Transcribe every line of the records verbatim.
+++ TASK INPUT
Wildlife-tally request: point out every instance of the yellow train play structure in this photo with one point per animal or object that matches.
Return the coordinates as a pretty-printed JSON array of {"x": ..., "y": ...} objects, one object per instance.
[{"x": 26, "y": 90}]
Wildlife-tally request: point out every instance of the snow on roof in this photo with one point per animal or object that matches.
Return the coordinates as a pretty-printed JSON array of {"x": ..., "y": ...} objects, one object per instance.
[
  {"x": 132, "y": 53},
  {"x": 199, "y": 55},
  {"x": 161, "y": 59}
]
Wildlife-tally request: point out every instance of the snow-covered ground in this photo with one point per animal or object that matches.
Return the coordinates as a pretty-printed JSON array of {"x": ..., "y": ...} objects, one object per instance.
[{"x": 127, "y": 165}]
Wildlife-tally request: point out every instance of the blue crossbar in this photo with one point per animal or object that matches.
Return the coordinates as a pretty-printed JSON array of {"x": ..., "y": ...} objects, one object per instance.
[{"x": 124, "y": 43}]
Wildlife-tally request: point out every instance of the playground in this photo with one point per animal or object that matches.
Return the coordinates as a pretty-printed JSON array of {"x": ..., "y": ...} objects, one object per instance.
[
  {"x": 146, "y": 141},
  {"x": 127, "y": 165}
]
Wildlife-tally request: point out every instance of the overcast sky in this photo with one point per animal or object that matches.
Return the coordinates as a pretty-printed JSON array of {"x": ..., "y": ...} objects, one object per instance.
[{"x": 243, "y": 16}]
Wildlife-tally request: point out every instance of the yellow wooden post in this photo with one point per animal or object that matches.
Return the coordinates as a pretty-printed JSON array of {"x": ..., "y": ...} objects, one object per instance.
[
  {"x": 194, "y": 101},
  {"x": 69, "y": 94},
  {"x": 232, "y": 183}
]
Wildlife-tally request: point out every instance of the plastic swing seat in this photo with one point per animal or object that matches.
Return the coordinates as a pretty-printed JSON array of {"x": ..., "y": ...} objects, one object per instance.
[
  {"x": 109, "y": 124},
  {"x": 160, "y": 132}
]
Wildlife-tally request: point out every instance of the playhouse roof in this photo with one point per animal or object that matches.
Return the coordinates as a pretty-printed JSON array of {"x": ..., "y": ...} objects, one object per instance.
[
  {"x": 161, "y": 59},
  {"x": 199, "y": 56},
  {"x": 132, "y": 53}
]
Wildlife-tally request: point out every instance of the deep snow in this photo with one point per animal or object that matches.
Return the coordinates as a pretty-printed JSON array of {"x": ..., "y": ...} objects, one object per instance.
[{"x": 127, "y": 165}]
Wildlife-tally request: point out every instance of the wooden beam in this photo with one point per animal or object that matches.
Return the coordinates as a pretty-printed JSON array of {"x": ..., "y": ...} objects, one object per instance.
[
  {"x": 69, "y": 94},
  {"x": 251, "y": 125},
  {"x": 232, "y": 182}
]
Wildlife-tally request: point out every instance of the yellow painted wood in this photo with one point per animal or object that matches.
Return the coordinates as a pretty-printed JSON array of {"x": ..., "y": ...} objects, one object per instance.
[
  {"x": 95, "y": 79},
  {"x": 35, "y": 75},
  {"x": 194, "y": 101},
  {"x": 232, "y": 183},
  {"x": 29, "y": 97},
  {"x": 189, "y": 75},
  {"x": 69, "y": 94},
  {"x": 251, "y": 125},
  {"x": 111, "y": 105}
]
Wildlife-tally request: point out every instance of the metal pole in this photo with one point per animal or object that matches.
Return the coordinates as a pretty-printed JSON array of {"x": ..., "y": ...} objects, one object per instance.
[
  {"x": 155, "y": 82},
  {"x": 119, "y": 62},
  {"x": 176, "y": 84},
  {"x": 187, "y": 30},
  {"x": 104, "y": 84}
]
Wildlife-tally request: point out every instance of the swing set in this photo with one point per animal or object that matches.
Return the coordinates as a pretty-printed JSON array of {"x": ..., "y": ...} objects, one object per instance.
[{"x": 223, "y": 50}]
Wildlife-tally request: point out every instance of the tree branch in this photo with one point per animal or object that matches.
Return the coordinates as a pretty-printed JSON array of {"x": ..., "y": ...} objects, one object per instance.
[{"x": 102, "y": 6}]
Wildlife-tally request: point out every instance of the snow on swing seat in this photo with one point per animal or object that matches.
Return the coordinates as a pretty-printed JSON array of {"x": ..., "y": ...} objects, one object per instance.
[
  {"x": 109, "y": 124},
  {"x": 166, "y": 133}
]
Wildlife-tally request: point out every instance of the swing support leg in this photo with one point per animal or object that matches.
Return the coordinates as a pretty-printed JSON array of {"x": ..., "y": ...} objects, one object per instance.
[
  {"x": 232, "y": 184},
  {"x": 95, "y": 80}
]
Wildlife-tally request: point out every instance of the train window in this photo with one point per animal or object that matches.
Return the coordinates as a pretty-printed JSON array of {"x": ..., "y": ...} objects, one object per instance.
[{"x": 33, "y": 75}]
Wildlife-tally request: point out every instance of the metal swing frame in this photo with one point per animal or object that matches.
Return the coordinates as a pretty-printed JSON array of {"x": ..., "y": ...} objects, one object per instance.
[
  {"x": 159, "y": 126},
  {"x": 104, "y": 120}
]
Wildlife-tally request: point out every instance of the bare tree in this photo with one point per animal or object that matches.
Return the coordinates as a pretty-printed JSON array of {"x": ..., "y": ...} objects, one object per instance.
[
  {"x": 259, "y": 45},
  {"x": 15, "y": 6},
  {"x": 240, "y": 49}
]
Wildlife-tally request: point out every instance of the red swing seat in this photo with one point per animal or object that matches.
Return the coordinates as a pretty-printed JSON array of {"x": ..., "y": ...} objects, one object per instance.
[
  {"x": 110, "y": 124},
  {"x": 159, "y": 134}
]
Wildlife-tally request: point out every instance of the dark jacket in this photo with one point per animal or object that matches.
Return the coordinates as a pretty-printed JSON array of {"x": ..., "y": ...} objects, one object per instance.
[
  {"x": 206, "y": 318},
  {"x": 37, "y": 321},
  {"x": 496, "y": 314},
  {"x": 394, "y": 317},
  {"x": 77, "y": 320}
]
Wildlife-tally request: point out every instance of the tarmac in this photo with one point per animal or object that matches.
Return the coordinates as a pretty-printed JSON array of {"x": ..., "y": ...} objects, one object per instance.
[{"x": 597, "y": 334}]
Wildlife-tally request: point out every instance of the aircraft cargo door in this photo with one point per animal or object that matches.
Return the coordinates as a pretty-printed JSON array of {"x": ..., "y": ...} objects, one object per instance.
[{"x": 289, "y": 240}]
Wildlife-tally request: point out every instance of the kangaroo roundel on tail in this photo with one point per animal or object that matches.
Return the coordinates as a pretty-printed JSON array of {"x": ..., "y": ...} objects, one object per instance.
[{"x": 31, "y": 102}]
++++++
*OUTPUT FOR THIS TASK:*
Wildlife-tally request: point out every instance of the yellow train play structure in this photo with one point per animal or object that matches.
Return the coordinates as a pretty-printed JSON array of {"x": ..., "y": ...} objects, one object per instance.
[{"x": 26, "y": 90}]
Wildlife-tally request: point out every instance of the snow on roof in this photo with one point per animal or object that matches.
Return the coordinates as a pretty-printed JSON array of {"x": ..., "y": ...} objects, one object per instance.
[
  {"x": 132, "y": 53},
  {"x": 199, "y": 55},
  {"x": 161, "y": 59}
]
Wildlife-tally request: point out every instance of the snow-covered ground in this photo with one point per animal or object that matches.
Return the coordinates as a pretty-printed JSON array of {"x": ..., "y": ...} objects, one object per instance.
[{"x": 127, "y": 165}]
Wildlife-tally request: point out every instance of the blue crossbar in this photo with one point per animal or object that matches.
Return the coordinates as a pretty-printed JSON array of {"x": ..., "y": ...} objects, one object per instance.
[{"x": 124, "y": 43}]
Wildlife-tally request: point out every instance of the playground in this photo with one point per animal or object that matches.
Return the coordinates as a pretty-printed JSON array of {"x": ..., "y": ...} objects, one object per instance.
[
  {"x": 146, "y": 141},
  {"x": 127, "y": 165}
]
Wildlife-tally request: point out every instance of the overcast sky in this photo with one point per animal or object that matches.
Return the coordinates as a pretty-printed JSON array of {"x": ..., "y": ...} objects, one object per instance.
[{"x": 243, "y": 16}]
Wildlife-tally request: point out every instance of the yellow wooden post in this photo with one point per animal or object that matches.
Return the coordinates as a pretty-printed JSON array of {"x": ..., "y": ...} objects, one object per instance.
[
  {"x": 194, "y": 101},
  {"x": 69, "y": 94},
  {"x": 232, "y": 183}
]
Wildlife-tally request: point out every instance of the plastic swing seat in this photo with one point per animal or object that matches.
Return the coordinates as a pretty-printed JSON array of {"x": ..., "y": ...} objects, one object per instance.
[
  {"x": 109, "y": 124},
  {"x": 160, "y": 132}
]
Wildlife-tally request: point out every instance of the playhouse roof in this photo with one point per animal or object that matches.
Return the coordinates as a pretty-printed JSON array of {"x": ..., "y": ...} objects, one object per instance.
[
  {"x": 161, "y": 59},
  {"x": 199, "y": 56},
  {"x": 132, "y": 53}
]
Wildlife-tally request: point out every instance of the deep snow in this photo with one point per animal or object that matches.
Return the coordinates as a pretty-printed JSON array of {"x": ..., "y": ...} objects, one object per instance.
[{"x": 127, "y": 165}]
Wildlife-tally request: point out every instance of the wooden beam in this photo with one point per animal or object that matches.
Return the coordinates as a pretty-printed JSON array of {"x": ..., "y": ...} objects, one object per instance.
[
  {"x": 69, "y": 94},
  {"x": 251, "y": 125},
  {"x": 232, "y": 182}
]
Wildlife-tally request: point out every instance of the yellow painted wood in this photo with one point per animal or object that matches.
Return the coordinates as a pretty-printed JSON array of {"x": ..., "y": ...} objects, one object per instance.
[
  {"x": 95, "y": 79},
  {"x": 35, "y": 75},
  {"x": 194, "y": 101},
  {"x": 232, "y": 183},
  {"x": 29, "y": 97},
  {"x": 189, "y": 75},
  {"x": 69, "y": 94},
  {"x": 251, "y": 125},
  {"x": 111, "y": 105}
]
Wildlife-tally request: point out every instance of the metal pole in this photo with one point per animal or object that matches.
Return the coordinates as a pretty-printed JSON array of {"x": ..., "y": ...} objects, one object per instance.
[
  {"x": 155, "y": 82},
  {"x": 119, "y": 62},
  {"x": 176, "y": 84},
  {"x": 187, "y": 30},
  {"x": 104, "y": 84}
]
Wildlife-tally request: point out every instance of the swing set in this photo with one point per animal or object that matches.
Return the coordinates as a pretty-printed JSON array of {"x": ..., "y": ...} objects, one object per instance.
[{"x": 223, "y": 50}]
Wildlife-tally request: point out every instance of the tree branch in this photo with one point per animal or object that matches.
Return the coordinates as a pretty-printed JSON array of {"x": ..., "y": ...} objects, one object per instance.
[{"x": 102, "y": 6}]
Wildlife-tally request: point out every instance of the snow on swing seat in this photo with one point per animal or object that matches.
Return the coordinates as a pretty-printed JSON array of {"x": ..., "y": ...} objects, one object per instance.
[
  {"x": 109, "y": 124},
  {"x": 166, "y": 133}
]
Wildlife-tally request: point out every instance of the swing support leg in this photo with one point per animal or object that matches.
Return the coordinates as a pretty-printed JSON array of {"x": ..., "y": ...} objects, one object per instance.
[
  {"x": 232, "y": 184},
  {"x": 95, "y": 80}
]
Wildlife-tally request: point out every instance of the train window in this photo with one point per animal or object that matches.
Return the coordinates as a pretty-printed JSON array of {"x": ..., "y": ...} objects, one object per instance.
[{"x": 33, "y": 75}]
Wildlife-tally request: point out every instance of the metal swing frame in this photo with one point per animal or object that matches.
Return the coordinates as a pretty-printed JSON array of {"x": ..., "y": ...} objects, one object per instance.
[
  {"x": 159, "y": 126},
  {"x": 104, "y": 120}
]
Wildlife-tally request: point out every instance of the bare tree in this photo with one point per animal or object that matches.
Return the coordinates as a pretty-printed JSON array of {"x": ..., "y": ...} objects, one object per instance.
[
  {"x": 259, "y": 45},
  {"x": 15, "y": 6},
  {"x": 240, "y": 49}
]
Wildlife-tally request: point out every instance of the red swing seat in this photo with one point per animal or object that matches.
Return the coordinates as a pretty-printed JSON array of {"x": ..., "y": ...} objects, one object per instance.
[
  {"x": 110, "y": 124},
  {"x": 159, "y": 134}
]
Wildlife-tally request: point out every instance of the dark jacket in this photo with one point per animal or object that matches.
Return the coordinates as a pretty-printed JSON array of {"x": ..., "y": ...} objects, one object per instance.
[
  {"x": 206, "y": 318},
  {"x": 37, "y": 321},
  {"x": 496, "y": 314},
  {"x": 394, "y": 317},
  {"x": 77, "y": 320}
]
Wildlife-tally request: point out every instance of the tarmac in this photo with one point per animal or object that matches.
Return the coordinates as a pretty-printed JSON array of {"x": ..., "y": ...} objects, one object per instance.
[{"x": 597, "y": 334}]
Wildlife-tally request: point out every instance of the aircraft cargo door in this photo with one point per animal or object that matches.
Return the coordinates as a pretty-printed JSON array of {"x": ..., "y": ...} objects, one object per instance.
[{"x": 289, "y": 240}]
Wildlife-tally request: point out every instance of the kangaroo roundel on tail in this photo with one point per animal or object that matches.
Return the coordinates as a pretty-printed JSON array of {"x": ..., "y": ...} objects, one object per instance.
[{"x": 31, "y": 102}]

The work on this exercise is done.